MATERIAL FOR THIS EXERCISE.
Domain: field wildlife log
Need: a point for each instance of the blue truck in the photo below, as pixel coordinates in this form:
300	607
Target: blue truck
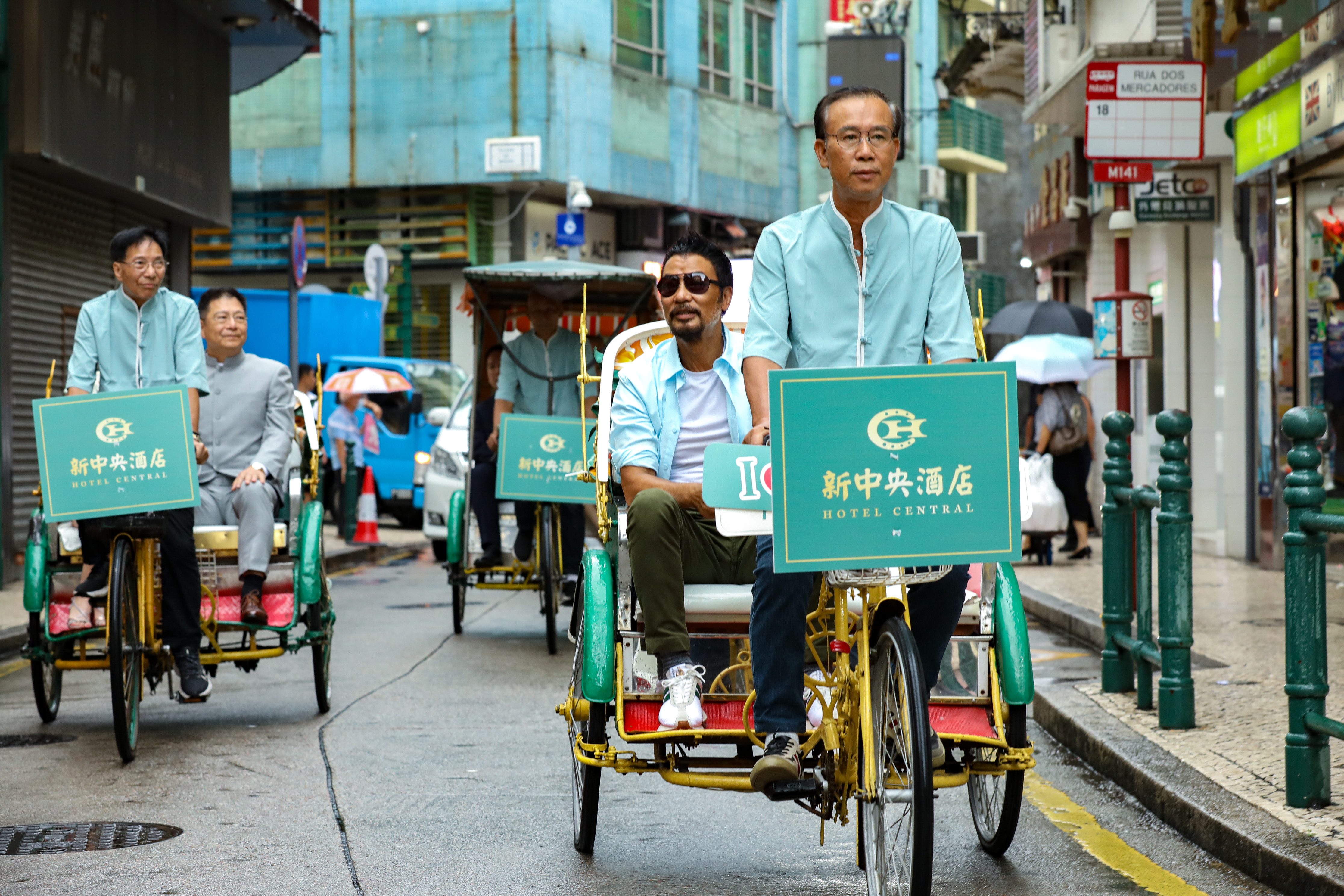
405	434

==

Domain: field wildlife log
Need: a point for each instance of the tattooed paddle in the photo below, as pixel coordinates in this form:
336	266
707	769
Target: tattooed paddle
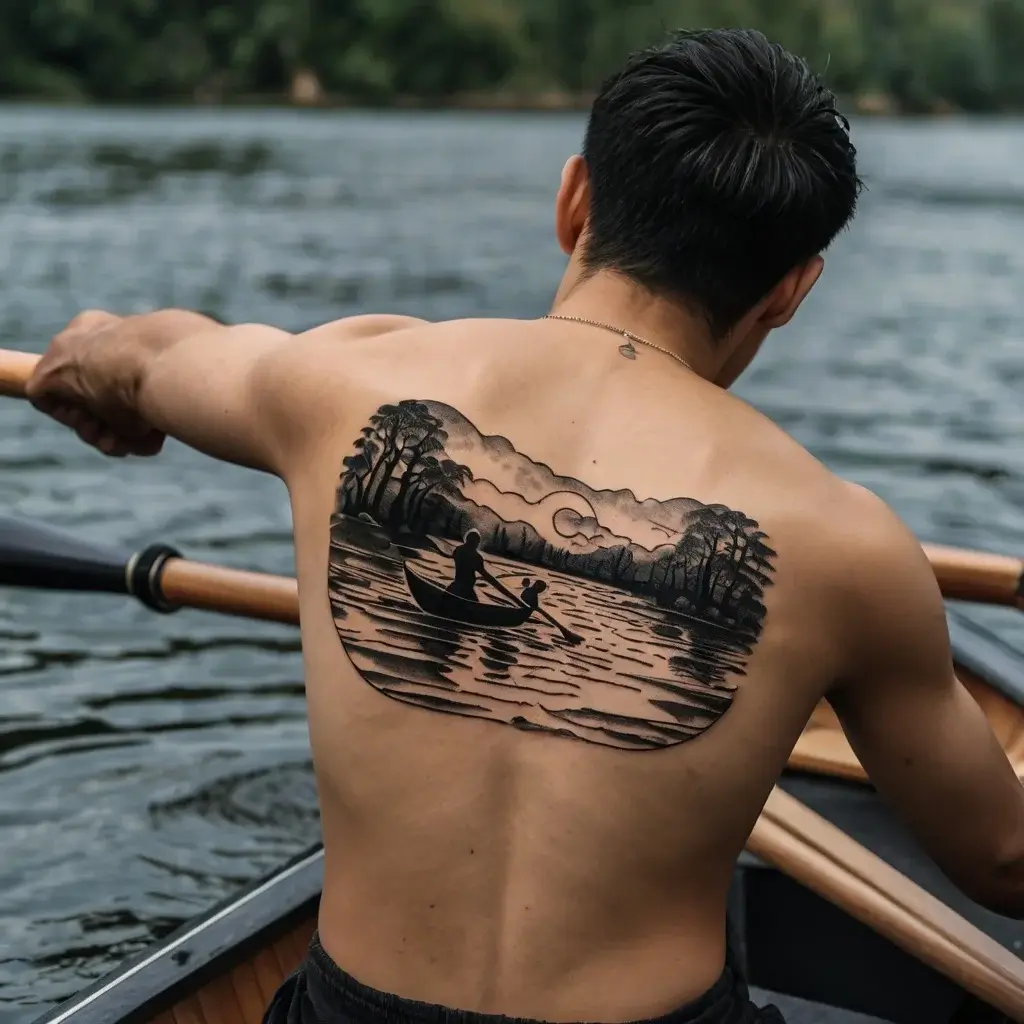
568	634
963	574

---

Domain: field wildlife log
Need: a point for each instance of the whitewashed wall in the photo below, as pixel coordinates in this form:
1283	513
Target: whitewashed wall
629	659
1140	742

PROBLEM STATEMENT.
Pull out every line in the entries above that contains the word "truck", and copy each of those lines unchanged.

IN RESPONSE.
Need: a point for each instance of the blue truck in the photo below, as pixel coordinates in this form:
Target: blue truck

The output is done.